* **TEXT FOR ANALYSIS**:
________________________________________

Scientists allow living cells to communicate with electronic components. This advance in robotics brings researchers one step closer to the bio-hybrid robot – a living machine.
Newcastle (UK). Robot technology has made incredible advances in recent years. Some robots take on complicated and dangerous tasks, others imitate animals and still others are designed to create an image of humans. Nevertheless, today’s robots are just machines, assembled from sheet metal, screws and countless electronic components.
British researchers have now succeeded in creating a bridge between living cells and electronic components. In the experiments, Orr Yarkoni from Newcastle University and his colleagues succeeded in making organic cells communicate with electrical components. This is the first step towards a bio-hybrid robot, a robot with a living inner workings.
The British researchers modified the cells from the ovaries of Chinese hamsters so that they react to visible light and produce nitric oxide as a result. If the cells come into contact with light, they produce nitrogen oxides, which in turn supply electricity to a platinum electrode. The platinum electrode then generates an electrical signal. The system thus creates a chain reaction from an optical input via a chemical mediator to an electronic output. The strength of the electrical output depends on the intensity of the light.
With this system, scientists have overcome many of the obstacles that previously posed a problem with bio-hybrid technology. On the one hand, cellular processes are often much too slow to interact with electronic signals and on the other hand, the electrical voltages are harmful, if not fatal, for organic cells within such a system.
The researchers report in the journal Bioinspiration & Biomimetics that the key to success lay in the discovery of nitrogen oxides as a chemical mediator. The gas is one of the few substances that meets all the necessary requirements for such a complex system. The gas has the ability to penetrate cells, has an ideal half-life and is one of the signaling molecules that can also maintain the gaseous state of aggregation within a cell.
The new system offers two major advantages over previous photodetectors: the cells can regenerate themselves if they are damaged, and they are also able to combine incoming signals with one another. The researchers want to use the new technology in the next generation of robots.
It will probably be a few years before the bio-hybrid technology can be used in human-like androids, such as the HRP-C4.

________________________________________

[Referring expression pointing records]
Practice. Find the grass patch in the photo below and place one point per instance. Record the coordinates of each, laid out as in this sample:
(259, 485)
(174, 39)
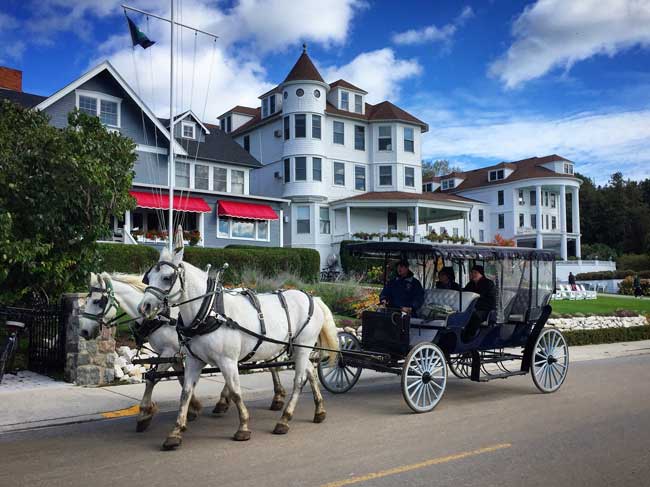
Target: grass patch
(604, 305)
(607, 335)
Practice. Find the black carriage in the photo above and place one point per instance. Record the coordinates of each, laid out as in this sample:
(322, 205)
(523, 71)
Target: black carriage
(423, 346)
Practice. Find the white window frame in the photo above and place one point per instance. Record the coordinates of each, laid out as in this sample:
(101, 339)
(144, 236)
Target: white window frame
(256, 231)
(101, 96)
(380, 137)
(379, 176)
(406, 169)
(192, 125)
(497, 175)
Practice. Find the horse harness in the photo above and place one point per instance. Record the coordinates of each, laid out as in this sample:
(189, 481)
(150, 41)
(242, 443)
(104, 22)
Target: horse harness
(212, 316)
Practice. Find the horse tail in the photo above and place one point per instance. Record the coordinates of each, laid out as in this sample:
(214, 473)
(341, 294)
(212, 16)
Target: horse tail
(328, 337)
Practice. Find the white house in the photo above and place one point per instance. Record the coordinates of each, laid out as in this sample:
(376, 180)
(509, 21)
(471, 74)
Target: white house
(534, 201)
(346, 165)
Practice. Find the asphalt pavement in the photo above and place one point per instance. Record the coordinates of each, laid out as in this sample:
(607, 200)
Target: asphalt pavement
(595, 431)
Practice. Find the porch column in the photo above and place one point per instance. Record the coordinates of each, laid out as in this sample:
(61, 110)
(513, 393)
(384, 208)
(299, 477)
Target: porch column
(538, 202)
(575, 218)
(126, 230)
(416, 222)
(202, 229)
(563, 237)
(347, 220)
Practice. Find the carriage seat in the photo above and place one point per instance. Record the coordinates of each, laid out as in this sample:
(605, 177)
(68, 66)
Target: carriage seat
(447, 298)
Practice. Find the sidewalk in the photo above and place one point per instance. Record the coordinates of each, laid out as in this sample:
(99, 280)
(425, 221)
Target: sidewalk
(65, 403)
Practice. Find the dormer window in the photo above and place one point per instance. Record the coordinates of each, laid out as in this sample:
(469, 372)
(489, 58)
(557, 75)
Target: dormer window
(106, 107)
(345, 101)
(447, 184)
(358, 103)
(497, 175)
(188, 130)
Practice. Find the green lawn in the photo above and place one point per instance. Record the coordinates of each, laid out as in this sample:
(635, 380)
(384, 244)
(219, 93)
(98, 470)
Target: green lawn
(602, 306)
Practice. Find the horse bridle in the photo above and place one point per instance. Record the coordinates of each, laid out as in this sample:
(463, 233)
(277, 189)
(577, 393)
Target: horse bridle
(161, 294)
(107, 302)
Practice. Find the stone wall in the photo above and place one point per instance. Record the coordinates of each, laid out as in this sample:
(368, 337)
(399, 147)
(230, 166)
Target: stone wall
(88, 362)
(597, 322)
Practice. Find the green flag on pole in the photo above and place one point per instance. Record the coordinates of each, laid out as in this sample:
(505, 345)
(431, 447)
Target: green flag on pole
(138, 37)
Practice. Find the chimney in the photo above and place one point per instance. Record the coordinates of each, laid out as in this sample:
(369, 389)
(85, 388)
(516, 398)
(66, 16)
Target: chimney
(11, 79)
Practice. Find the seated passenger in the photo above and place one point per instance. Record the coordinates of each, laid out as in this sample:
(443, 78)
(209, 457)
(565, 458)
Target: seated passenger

________________________________________

* **AIM OF THE TASK**: Reproduce the passage of the article on bio-hybrid robotics from "The British researchers" up to and including "such a system.", switching each occurrence of "platinum" to "gold".

* **ANSWER SECTION**:
The British researchers modified the cells from the ovaries of Chinese hamsters so that they react to visible light and produce nitric oxide as a result. If the cells come into contact with light, they produce nitrogen oxides, which in turn supply electricity to a gold electrode. The gold electrode then generates an electrical signal. The system thus creates a chain reaction from an optical input via a chemical mediator to an electronic output. The strength of the electrical output depends on the intensity of the light.
With this system, scientists have overcome many of the obstacles that previously posed a problem with bio-hybrid technology. On the one hand, cellular processes are often much too slow to interact with electronic signals and on the other hand, the electrical voltages are harmful, if not fatal, for organic cells within such a system.